[WHAT TO DO]: Put every line of the items below into a Markdown table with two columns, Row and Line: the first numbers the rows and the second holds the line itself. Skip blank lines, and leave out the pictures.

-- Start MATERIAL FOR THE TASK --

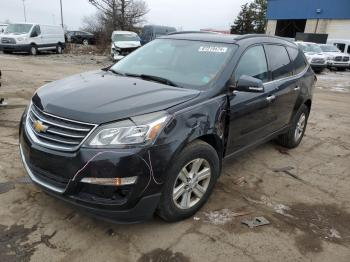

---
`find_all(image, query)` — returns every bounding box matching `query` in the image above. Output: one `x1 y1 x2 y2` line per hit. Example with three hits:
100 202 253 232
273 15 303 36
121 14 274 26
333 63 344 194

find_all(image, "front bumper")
20 124 165 223
310 63 327 71
0 44 31 52
327 61 350 68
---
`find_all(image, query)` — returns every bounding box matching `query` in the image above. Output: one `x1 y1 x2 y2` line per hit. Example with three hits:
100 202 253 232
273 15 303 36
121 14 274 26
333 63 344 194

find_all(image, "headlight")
85 112 170 147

-- End MATERIAL FOR THE TASK --

[SOLVED PROBLEM]:
| Row | Line |
|---|---|
| 1 | --- |
| 2 | `find_all(image, query)` — returns every bounding box matching `query` in the image above. Output: one `x1 y1 x2 y2` line per hit. Example with three hits: |
| 3 | 100 202 253 232 |
| 4 | 273 15 303 36 |
| 5 | 121 14 274 26 |
| 6 | 333 63 344 194 |
| 7 | find_all(image, "front bumper") |
| 8 | 20 124 165 223 |
| 9 | 310 63 327 71 |
| 10 | 0 44 31 52 |
| 11 | 327 61 350 68 |
| 12 | --- |
| 13 | `find_all(image, query)` — returns every bounding box matching `query` in the image above. Output: one `x1 y1 x2 y2` line per hit. Example with three hits: |
| 14 | 100 202 253 232 |
| 15 | 273 15 303 36 |
| 16 | 121 14 274 26 |
| 17 | 333 63 344 194 |
| 18 | find_all(image, "headlight") |
| 19 | 85 112 170 147 |